EXTRAIT PRÉSENTÉ –
**********
Umaro Sissoco Embaló : « Je suis cash et je ne changerai pas »

Africa-PressGuinee Bissau. Nicolas Sarkozy est son ami, les troisièmes mandats sont à proscrire, le Covid-Organics fonctionne… Entretien avec le Bissau-Guinéen Umaro Sissoco Embaló, un président hors norme et adepte du parler cru.

« Kim Jong Un ». Ainsi ses aînés chefs d’État de la Cedeao ont-ils surnommé le benjamin et « rookie » du club, Umaro Sissoco Embaló, président de la Guinée-Bissau depuis un peu moins de sept mois. À cause de son visage poupin peut-être, mais surtout précise le concerné qui s’en amuse, « parce que je remets de l’ordre et que je répète à mes compatriotes qu’il n’y a désormais qu’un seul chef : moi ».

Né d’une mère malinké et d’un père peul, au sein d’une famille dont les membres vivent entre la Guinée-Bissau, le Mali, le Burkina Faso et la Guinée Conakry, ce chef d’État atypique a une obsession : démontrer que son petit pays de deux millions d’habitants, ancienne colonie portugaise au passé chaotique et à la réputation longtemps sulfureuse, est désormais devenu respectable.

Si, à la différence de son homologue nord-coréen, Umaro Sissoco Embaló ne dispose pas de la bombe atomique pour qu’on l’écoute et le prenne au sérieux, il use dans ce but d’une arme efficace à sa portée : le « parler cash ». Quitte, parfois, à froisser ses pairs de la région dont certains le prennent encore pour un ovni.
**********
SÉRIE DE CONSIGNES –
**a)** Traduisez en anglais cette phrase de l'extrait : « Si, à la différence de son homologue nord-coréen, Umaro Sissoco Embaló ne dispose pas de la bombe atomique pour qu'on l'écoute et le prenne au sérieux, il use dans ce but d'une arme efficace à sa portée : le « parler cash ». »
**b)** Renvoyez le passage de l'extrait qui commence à « Si, à la différence » et se termine à « pour un ovni. ».
Les lignes qui suivent proviennent d'une autre source.
**********
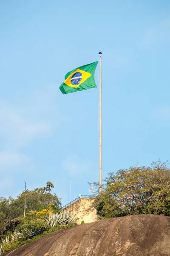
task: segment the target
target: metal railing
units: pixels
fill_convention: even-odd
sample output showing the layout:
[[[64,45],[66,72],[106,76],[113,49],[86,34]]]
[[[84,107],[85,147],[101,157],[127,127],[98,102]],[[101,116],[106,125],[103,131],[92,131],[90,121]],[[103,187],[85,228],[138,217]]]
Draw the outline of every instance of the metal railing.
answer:
[[[73,200],[73,201],[71,201],[71,202],[70,202],[70,203],[69,203],[67,204],[66,204],[64,206],[62,207],[62,210],[63,210],[63,209],[64,209],[65,208],[66,208],[66,207],[67,207],[70,204],[73,204],[74,203],[74,202],[76,202],[76,201],[78,201],[78,200],[79,200],[79,199],[80,199],[81,198],[93,198],[94,197],[95,197],[94,196],[93,196],[92,195],[81,195],[81,196],[79,196],[79,197],[77,198],[74,199],[74,200]]]

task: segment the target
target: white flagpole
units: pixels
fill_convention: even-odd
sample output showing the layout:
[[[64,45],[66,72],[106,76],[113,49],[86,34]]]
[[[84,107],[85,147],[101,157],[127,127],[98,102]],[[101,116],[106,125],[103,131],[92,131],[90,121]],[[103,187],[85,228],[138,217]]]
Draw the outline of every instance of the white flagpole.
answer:
[[[100,52],[100,99],[99,119],[99,192],[102,192],[102,54]]]

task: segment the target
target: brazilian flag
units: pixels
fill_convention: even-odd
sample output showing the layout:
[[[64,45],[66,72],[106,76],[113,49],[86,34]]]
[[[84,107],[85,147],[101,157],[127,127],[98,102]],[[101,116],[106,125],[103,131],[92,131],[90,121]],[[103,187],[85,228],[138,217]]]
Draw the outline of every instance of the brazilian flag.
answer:
[[[65,76],[65,81],[60,86],[62,93],[75,93],[97,87],[94,73],[98,61],[82,66],[70,71]]]

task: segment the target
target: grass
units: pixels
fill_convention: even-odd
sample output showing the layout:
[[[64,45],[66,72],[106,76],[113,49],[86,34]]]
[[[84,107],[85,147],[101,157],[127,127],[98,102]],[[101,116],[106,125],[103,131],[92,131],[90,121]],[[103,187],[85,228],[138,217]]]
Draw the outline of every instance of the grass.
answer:
[[[66,225],[65,226],[58,226],[56,227],[51,227],[49,229],[44,231],[41,235],[38,235],[38,236],[34,236],[31,239],[26,240],[25,239],[24,239],[24,238],[21,237],[17,240],[11,241],[8,244],[5,244],[3,246],[3,253],[6,253],[11,250],[19,247],[23,244],[28,244],[32,241],[34,241],[39,238],[43,237],[45,236],[53,233],[53,232],[55,232],[55,231],[57,231],[60,230],[68,229],[71,227],[73,227],[74,226],[76,226],[76,224],[74,224]]]

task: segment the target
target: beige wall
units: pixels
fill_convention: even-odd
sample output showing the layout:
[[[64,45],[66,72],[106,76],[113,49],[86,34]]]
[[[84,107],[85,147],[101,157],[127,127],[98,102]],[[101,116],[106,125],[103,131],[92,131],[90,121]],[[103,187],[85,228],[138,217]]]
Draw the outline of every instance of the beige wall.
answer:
**********
CORRIGÉ DE L'EXERCICE –
**a)** Although, unlike his North Korean counterpart, Umaro Sissoco Embaló does not have the atomic bomb to make people listen to him and take him seriously, he uses an effective weapon within his reach for that purpose: "straight talk."

**b)**
Si, à la différence de son homologue nord-coréen, Umaro Sissoco Embaló ne dispose pas de la bombe atomique pour qu’on l’écoute et le prenne au sérieux, il use dans ce but d’une arme efficace à sa portée : le « parler cash ». Quitte, parfois, à froisser ses pairs de la région dont certains le prennent encore pour un ovni.